» **To be done**:
Reproduce the records verbatim, from the line containing "Find the neighbouring" through the end of the records, and omit the pictures from your reply.

» **Dataset rows**:
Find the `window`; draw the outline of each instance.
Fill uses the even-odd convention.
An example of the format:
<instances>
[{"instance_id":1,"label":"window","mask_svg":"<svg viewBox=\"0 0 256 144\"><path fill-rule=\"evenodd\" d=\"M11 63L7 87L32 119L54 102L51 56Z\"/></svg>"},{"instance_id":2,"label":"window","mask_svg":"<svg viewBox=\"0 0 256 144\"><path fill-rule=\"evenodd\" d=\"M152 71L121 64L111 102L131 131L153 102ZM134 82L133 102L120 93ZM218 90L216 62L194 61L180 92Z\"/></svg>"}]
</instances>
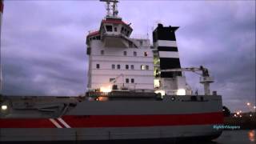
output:
<instances>
[{"instance_id":1,"label":"window","mask_svg":"<svg viewBox=\"0 0 256 144\"><path fill-rule=\"evenodd\" d=\"M112 65L112 69L115 69L115 66L114 64Z\"/></svg>"},{"instance_id":2,"label":"window","mask_svg":"<svg viewBox=\"0 0 256 144\"><path fill-rule=\"evenodd\" d=\"M134 65L130 65L130 69L131 70L134 70Z\"/></svg>"},{"instance_id":3,"label":"window","mask_svg":"<svg viewBox=\"0 0 256 144\"><path fill-rule=\"evenodd\" d=\"M136 57L137 56L137 52L134 51L134 56Z\"/></svg>"},{"instance_id":4,"label":"window","mask_svg":"<svg viewBox=\"0 0 256 144\"><path fill-rule=\"evenodd\" d=\"M141 70L146 70L146 66L144 65L141 66Z\"/></svg>"},{"instance_id":5,"label":"window","mask_svg":"<svg viewBox=\"0 0 256 144\"><path fill-rule=\"evenodd\" d=\"M149 69L150 69L149 66L146 65L146 70L149 70Z\"/></svg>"},{"instance_id":6,"label":"window","mask_svg":"<svg viewBox=\"0 0 256 144\"><path fill-rule=\"evenodd\" d=\"M113 31L112 26L106 26L106 31Z\"/></svg>"},{"instance_id":7,"label":"window","mask_svg":"<svg viewBox=\"0 0 256 144\"><path fill-rule=\"evenodd\" d=\"M146 51L144 52L144 56L147 57L147 52L146 52Z\"/></svg>"},{"instance_id":8,"label":"window","mask_svg":"<svg viewBox=\"0 0 256 144\"><path fill-rule=\"evenodd\" d=\"M143 41L139 41L139 45L142 46L143 45Z\"/></svg>"},{"instance_id":9,"label":"window","mask_svg":"<svg viewBox=\"0 0 256 144\"><path fill-rule=\"evenodd\" d=\"M110 78L110 82L114 82L115 78Z\"/></svg>"},{"instance_id":10,"label":"window","mask_svg":"<svg viewBox=\"0 0 256 144\"><path fill-rule=\"evenodd\" d=\"M101 50L101 54L102 54L102 55L104 54L104 50Z\"/></svg>"}]
</instances>

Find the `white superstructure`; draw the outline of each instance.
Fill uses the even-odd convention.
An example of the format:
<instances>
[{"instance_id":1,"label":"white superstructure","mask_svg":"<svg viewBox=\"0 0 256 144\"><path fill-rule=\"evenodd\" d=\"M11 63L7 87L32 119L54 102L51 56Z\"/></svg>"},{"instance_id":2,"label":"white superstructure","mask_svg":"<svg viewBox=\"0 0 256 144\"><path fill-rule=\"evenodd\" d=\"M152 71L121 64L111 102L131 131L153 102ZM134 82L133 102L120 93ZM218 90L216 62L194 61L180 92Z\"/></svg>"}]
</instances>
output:
<instances>
[{"instance_id":1,"label":"white superstructure","mask_svg":"<svg viewBox=\"0 0 256 144\"><path fill-rule=\"evenodd\" d=\"M132 28L117 16L116 9L107 15L98 31L87 36L89 55L88 88L116 90L154 91L153 52L149 39L130 38Z\"/></svg>"}]
</instances>

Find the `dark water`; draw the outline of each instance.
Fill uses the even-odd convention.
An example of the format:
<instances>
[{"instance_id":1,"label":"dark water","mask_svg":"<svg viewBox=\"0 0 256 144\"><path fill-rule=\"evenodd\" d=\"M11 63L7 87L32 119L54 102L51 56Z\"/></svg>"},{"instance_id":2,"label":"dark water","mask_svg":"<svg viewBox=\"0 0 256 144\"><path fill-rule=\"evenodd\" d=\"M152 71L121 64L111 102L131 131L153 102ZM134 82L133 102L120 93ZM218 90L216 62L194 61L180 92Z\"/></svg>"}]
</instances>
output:
<instances>
[{"instance_id":1,"label":"dark water","mask_svg":"<svg viewBox=\"0 0 256 144\"><path fill-rule=\"evenodd\" d=\"M16 142L15 142L16 143ZM34 144L38 142L18 142L18 144ZM51 144L53 142L40 142L40 143L46 143L46 144ZM54 142L56 143L56 142ZM96 142L57 142L58 144L94 144ZM99 142L97 142L99 143ZM102 143L102 142L100 142ZM109 142L102 142L102 144L109 144ZM123 144L127 142L111 142L110 144ZM202 141L187 141L187 142L128 142L128 144L140 144L140 143L146 143L146 144L256 144L256 130L225 130L222 132L222 135L213 141L208 142L202 142ZM3 144L1 143L0 144ZM4 143L4 144L10 144Z\"/></svg>"}]
</instances>

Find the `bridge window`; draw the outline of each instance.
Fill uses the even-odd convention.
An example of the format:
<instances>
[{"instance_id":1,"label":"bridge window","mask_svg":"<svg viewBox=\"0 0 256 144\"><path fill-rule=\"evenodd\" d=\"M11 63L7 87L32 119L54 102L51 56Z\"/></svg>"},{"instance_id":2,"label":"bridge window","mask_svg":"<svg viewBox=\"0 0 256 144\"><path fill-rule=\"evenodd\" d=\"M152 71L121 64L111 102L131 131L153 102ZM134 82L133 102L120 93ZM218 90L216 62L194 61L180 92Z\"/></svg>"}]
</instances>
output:
<instances>
[{"instance_id":1,"label":"bridge window","mask_svg":"<svg viewBox=\"0 0 256 144\"><path fill-rule=\"evenodd\" d=\"M134 56L136 57L137 56L137 52L134 51Z\"/></svg>"},{"instance_id":2,"label":"bridge window","mask_svg":"<svg viewBox=\"0 0 256 144\"><path fill-rule=\"evenodd\" d=\"M106 31L113 31L112 26L106 26Z\"/></svg>"},{"instance_id":3,"label":"bridge window","mask_svg":"<svg viewBox=\"0 0 256 144\"><path fill-rule=\"evenodd\" d=\"M146 65L146 70L149 70L150 69L150 66Z\"/></svg>"},{"instance_id":4,"label":"bridge window","mask_svg":"<svg viewBox=\"0 0 256 144\"><path fill-rule=\"evenodd\" d=\"M147 52L144 52L144 56L145 56L145 57L147 57L147 55L148 55L148 54L147 54Z\"/></svg>"}]
</instances>

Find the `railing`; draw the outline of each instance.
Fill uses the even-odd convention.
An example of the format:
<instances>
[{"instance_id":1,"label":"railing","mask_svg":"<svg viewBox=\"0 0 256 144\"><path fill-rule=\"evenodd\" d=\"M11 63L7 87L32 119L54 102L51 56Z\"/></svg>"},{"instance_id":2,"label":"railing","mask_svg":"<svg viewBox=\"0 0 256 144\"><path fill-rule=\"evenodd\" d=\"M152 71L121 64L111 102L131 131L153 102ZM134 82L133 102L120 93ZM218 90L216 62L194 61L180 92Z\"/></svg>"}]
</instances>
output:
<instances>
[{"instance_id":1,"label":"railing","mask_svg":"<svg viewBox=\"0 0 256 144\"><path fill-rule=\"evenodd\" d=\"M214 82L214 77L200 77L200 83Z\"/></svg>"},{"instance_id":2,"label":"railing","mask_svg":"<svg viewBox=\"0 0 256 144\"><path fill-rule=\"evenodd\" d=\"M149 35L148 34L132 34L130 38L134 39L149 39Z\"/></svg>"}]
</instances>

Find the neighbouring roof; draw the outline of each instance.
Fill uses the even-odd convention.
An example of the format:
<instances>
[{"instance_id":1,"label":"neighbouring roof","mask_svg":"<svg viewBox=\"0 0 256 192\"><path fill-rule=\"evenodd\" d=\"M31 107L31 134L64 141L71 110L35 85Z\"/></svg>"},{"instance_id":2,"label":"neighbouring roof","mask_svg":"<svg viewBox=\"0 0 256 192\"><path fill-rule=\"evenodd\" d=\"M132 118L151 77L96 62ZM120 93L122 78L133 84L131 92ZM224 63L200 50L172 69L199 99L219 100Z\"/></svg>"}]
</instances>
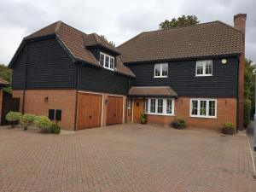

» **Task output**:
Find the neighbouring roof; draw the outline of each instance.
Fill uses the even-odd convention.
An example of the format:
<instances>
[{"instance_id":1,"label":"neighbouring roof","mask_svg":"<svg viewBox=\"0 0 256 192\"><path fill-rule=\"evenodd\" d=\"M31 107L31 134L64 141L71 110L35 85Z\"/></svg>"},{"instance_id":2,"label":"neighbouring roof","mask_svg":"<svg viewBox=\"0 0 256 192\"><path fill-rule=\"evenodd\" d=\"M132 118L151 77L96 62ZM120 93L122 78L133 84L131 92ZM224 63L200 50L172 69L199 99L219 100Z\"/></svg>"}]
</instances>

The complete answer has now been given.